§ EXERCISE INPUT:
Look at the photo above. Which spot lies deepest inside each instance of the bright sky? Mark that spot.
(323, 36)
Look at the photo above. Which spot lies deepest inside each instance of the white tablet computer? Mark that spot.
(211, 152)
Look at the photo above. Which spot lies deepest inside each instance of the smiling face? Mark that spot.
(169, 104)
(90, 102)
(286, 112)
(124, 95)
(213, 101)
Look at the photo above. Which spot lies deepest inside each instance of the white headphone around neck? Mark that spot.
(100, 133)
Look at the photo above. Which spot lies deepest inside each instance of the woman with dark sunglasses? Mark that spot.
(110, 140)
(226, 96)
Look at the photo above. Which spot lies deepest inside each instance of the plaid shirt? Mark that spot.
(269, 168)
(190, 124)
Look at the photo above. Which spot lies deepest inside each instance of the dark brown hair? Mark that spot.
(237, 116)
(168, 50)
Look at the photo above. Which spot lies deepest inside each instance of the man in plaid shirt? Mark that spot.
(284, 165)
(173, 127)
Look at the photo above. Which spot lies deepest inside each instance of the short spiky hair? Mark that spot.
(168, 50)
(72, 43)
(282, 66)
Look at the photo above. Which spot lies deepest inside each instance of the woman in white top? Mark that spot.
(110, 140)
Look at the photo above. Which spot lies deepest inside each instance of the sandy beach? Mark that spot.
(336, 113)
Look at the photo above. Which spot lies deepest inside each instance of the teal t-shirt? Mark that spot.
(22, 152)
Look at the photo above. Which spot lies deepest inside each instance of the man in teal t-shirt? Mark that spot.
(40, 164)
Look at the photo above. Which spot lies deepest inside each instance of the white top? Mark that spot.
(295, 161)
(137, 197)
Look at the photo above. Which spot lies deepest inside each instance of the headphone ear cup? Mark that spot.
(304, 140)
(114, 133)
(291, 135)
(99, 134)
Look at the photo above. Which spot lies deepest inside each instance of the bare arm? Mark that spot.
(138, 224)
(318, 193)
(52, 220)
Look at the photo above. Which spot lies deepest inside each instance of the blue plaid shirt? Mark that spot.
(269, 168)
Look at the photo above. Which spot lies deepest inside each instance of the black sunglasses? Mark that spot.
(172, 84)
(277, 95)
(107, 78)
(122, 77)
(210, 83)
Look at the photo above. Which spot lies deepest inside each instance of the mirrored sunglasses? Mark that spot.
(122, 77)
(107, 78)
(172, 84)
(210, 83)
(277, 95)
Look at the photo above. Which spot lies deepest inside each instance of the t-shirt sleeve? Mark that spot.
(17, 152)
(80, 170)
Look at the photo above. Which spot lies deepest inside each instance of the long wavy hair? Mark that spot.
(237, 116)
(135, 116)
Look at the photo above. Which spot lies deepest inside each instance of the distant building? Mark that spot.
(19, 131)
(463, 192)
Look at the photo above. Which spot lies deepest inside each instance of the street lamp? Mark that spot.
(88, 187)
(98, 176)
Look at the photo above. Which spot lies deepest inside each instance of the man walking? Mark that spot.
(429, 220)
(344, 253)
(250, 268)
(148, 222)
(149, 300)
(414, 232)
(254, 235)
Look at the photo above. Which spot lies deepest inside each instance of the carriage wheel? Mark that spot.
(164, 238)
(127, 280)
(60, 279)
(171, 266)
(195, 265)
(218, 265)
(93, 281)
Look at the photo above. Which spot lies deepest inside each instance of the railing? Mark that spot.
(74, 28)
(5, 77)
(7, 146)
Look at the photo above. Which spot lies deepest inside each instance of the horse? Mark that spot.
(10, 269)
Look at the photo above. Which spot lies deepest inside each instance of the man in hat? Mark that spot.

§ WHAT IS REQUIRED: Give all the records again. Match them exactly.

§ SOLVED PROBLEM:
Look at the photo above. Which spot lies deepest inside each instance of the bright sky? Mark that spot.
(323, 36)
Look at the photo above. Which spot lies deepest inside each instance of the white tablet computer? Mark that spot.
(211, 152)
Look at the photo above. Which spot lies deepest inside each instance of the smiling face? Mark that spot.
(169, 104)
(90, 102)
(286, 112)
(124, 95)
(213, 101)
Look at the photo above. Which spot lies deepest inside each instance of the white headphone around neck? Mark that spot.
(100, 133)
Look at the photo above. Which spot lies deepest inside each instance of the woman with dark sunglasses? Mark that spot.
(110, 140)
(226, 96)
Look at the photo above. Which spot lies deepest inside each instance of the plaid shirt? Mark that spot.
(269, 168)
(190, 124)
Look at the photo above. Which spot lies deepest inside each instance of the dark brown hair? Mark that spot.
(237, 116)
(168, 50)
Look at the photo above. Which spot lies deepest inside each instance of the man in plaid shirt? Mark that spot.
(284, 165)
(173, 127)
Look at the photo above. Which spot lies deepest inside each instance of the short spiky hair? Mark that spot.
(168, 50)
(72, 43)
(282, 66)
Look at the photo above. Which spot lies deepest inside each instance of the woman in white top? Mark that spot.
(110, 140)
Look at the photo above. Which spot lies deepest inside each instance of the sandy beach? Mark that spot.
(336, 113)
Look at the photo above. Which spot lies deepest inside each instance of the teal t-shirt? Mark that spot.
(22, 152)
Look at the photo above. Which spot lies deepest inside each instance of the man in teal t-shirt? Mark that spot.
(40, 164)
Look at the photo above. Which spot lies deepest inside each instance of the white top? Mark that spot.
(295, 161)
(137, 197)
Look at the photo above. Which spot lies deepest inside each instance of the headphone ear cup? Mark that spot.
(304, 140)
(114, 133)
(291, 135)
(99, 134)
Look at the photo above. Which spot lies deepest inside each instance of the bare arm? Mark that spot.
(138, 224)
(318, 193)
(52, 220)
Look at the photo above. Which spot lies deepest inside each instance of the blue plaid shirt? Mark that spot.
(269, 168)
Look at the photo above. Which spot lies deepest inside each instance of the black sunglasses? Mark that spot.
(172, 84)
(277, 95)
(107, 78)
(122, 77)
(210, 83)
Look at the photo above. Which spot lies deepest inside each instance of the mirrored sunglasses? Mark that spot.
(122, 77)
(107, 78)
(172, 84)
(210, 83)
(277, 95)
Look at the photo above. Which spot lies deepest inside each instance of the t-shirt sleeve? Mark that spot.
(17, 152)
(80, 170)
Look at the photo above. Which spot lies deepest inside each instance of the long wavy hair? Mark that spot.
(237, 116)
(135, 116)
Look at the photo above. Which spot lies deepest inside each instance of the distant building? Mark that spot.
(19, 131)
(463, 192)
Look at the photo above. Which spot lies deepest inside each instance of the street lamp? Mark that spot.
(88, 187)
(98, 176)
Look at the photo above. Which spot lies deepest inside each instance of the man walking? Mark that spot.
(429, 220)
(344, 253)
(250, 268)
(148, 222)
(149, 300)
(414, 232)
(254, 235)
Look at the photo above. Which spot lies deepest inside each instance of the carriage wheel? Mark that spot.
(164, 238)
(127, 280)
(60, 279)
(171, 266)
(195, 265)
(218, 265)
(93, 281)
Look at the photo above. Which spot lies deepest inside each instance of the railing? Mark that spot.
(74, 28)
(5, 77)
(7, 146)
Look at the photo above. Which spot lies deepest inside each instance of the horse? Mark that spot.
(10, 269)
Look at the photo above. Which spot lies deepest inside each instance of the man in hat? Mark that spot.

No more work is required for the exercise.